- SHORT TASK -
Arrange the lines of the records below as a Markdown table with the columns "Row" and "Entry." Begin with the line containing "Objective: a point on each instance of the turkish" and continue through the end of the records, numbering each row and leaving out blank lines.

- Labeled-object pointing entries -
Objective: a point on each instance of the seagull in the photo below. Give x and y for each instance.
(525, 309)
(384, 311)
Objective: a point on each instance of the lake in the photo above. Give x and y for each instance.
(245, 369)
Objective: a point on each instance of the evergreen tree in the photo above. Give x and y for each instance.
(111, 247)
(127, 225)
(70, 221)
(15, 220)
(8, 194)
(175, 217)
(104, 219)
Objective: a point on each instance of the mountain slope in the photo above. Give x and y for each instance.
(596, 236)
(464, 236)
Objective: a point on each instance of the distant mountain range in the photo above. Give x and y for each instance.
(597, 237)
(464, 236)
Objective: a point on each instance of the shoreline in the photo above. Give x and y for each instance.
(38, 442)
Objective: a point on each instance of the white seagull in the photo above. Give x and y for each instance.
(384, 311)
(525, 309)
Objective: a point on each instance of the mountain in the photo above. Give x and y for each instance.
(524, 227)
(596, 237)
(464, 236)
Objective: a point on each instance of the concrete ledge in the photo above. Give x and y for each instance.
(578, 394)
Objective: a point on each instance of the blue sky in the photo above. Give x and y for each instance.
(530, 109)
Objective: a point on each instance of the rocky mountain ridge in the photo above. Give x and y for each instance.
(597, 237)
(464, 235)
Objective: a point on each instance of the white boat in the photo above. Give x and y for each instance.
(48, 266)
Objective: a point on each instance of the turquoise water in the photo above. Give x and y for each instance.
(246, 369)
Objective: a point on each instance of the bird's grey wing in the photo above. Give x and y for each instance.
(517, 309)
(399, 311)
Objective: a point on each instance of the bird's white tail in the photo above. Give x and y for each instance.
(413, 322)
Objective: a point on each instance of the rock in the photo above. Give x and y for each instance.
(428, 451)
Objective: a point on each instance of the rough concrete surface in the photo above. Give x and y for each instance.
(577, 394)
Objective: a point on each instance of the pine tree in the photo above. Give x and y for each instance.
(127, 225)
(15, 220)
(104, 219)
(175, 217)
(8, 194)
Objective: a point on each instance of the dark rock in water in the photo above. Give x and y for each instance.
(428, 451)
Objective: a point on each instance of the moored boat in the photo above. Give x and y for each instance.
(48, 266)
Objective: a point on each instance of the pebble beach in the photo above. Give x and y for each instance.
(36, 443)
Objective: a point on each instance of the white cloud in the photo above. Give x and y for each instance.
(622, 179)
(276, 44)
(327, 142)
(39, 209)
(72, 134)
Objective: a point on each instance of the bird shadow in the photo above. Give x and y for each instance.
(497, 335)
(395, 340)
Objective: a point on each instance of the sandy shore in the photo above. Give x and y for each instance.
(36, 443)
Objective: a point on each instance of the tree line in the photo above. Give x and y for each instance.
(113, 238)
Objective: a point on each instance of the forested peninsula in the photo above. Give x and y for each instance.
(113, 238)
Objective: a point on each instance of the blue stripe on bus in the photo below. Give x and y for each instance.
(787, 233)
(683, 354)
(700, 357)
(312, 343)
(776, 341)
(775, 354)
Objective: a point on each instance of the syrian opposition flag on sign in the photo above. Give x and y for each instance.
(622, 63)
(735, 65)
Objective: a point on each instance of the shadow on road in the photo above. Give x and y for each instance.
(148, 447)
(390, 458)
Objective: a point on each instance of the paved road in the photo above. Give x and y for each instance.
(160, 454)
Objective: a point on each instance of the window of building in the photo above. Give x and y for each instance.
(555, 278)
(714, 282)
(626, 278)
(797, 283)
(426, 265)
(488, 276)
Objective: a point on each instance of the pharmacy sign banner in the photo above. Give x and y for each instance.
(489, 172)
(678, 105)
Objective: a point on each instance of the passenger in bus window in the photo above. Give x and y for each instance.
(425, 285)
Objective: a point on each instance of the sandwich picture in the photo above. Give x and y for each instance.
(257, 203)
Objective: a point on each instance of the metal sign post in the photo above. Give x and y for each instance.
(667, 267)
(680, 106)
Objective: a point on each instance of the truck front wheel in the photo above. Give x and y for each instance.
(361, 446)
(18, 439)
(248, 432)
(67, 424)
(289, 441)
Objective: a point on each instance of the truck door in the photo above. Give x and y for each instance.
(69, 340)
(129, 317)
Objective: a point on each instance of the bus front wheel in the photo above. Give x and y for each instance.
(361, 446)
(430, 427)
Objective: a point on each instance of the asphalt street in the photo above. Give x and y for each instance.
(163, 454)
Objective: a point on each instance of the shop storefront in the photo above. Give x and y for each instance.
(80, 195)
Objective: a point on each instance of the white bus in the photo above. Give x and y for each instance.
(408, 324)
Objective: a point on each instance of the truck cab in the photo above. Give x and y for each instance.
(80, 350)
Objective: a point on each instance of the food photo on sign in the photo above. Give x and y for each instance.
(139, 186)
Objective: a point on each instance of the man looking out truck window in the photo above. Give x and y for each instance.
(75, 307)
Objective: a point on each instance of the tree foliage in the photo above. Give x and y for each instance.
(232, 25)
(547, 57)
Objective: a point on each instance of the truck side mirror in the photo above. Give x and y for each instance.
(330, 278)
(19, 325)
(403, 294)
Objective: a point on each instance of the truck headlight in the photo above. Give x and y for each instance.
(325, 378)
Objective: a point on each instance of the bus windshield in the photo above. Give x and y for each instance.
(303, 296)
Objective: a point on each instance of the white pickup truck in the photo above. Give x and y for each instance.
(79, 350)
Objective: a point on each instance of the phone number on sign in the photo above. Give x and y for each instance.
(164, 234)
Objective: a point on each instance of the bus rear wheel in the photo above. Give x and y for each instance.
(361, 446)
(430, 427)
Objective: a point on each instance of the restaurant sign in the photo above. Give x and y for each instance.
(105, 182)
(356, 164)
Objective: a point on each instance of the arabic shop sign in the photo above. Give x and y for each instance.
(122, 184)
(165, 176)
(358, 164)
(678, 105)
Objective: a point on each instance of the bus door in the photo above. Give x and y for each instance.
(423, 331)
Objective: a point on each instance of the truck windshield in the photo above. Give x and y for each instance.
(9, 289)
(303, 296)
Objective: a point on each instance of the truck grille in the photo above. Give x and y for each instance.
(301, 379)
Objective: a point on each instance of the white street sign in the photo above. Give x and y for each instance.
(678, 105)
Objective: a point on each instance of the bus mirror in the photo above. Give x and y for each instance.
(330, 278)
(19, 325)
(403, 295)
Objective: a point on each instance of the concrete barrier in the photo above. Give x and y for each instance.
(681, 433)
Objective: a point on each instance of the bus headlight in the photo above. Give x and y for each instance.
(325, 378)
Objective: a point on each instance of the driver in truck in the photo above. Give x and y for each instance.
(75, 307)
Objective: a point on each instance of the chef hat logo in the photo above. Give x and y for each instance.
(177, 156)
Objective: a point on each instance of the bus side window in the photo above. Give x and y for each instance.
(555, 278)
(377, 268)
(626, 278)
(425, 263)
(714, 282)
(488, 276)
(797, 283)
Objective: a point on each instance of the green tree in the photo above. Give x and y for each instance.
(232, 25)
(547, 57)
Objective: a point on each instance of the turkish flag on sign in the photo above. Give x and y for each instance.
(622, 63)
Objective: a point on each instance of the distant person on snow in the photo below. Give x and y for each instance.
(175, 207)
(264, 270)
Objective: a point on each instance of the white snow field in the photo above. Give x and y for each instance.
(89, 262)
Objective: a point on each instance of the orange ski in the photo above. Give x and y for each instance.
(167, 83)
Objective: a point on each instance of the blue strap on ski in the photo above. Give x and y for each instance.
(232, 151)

- TASK RESULT -
| Row | Entry |
|---|---|
| 1 | Objective: a point on each instance of the turkish flag on sign in the photo above. Give x and y for each instance. |
| 2 | (622, 63) |
| 3 | Objective: a point on each instance of the distant person on snow in the photo below. Give x and y for each instance. |
| 4 | (175, 207) |
| 5 | (264, 270) |
| 6 | Objective: a point on each instance of the white snow field in the photo above. Give x and y for each instance. |
| 7 | (89, 262) |
| 8 | Objective: a point on each instance of the orange ski in the photo above. Give x and y for each instance. |
| 9 | (167, 83) |
| 10 | Objective: a point on each instance of the blue strap on ski in the photo above. Give x and y for each instance. |
| 11 | (232, 151) |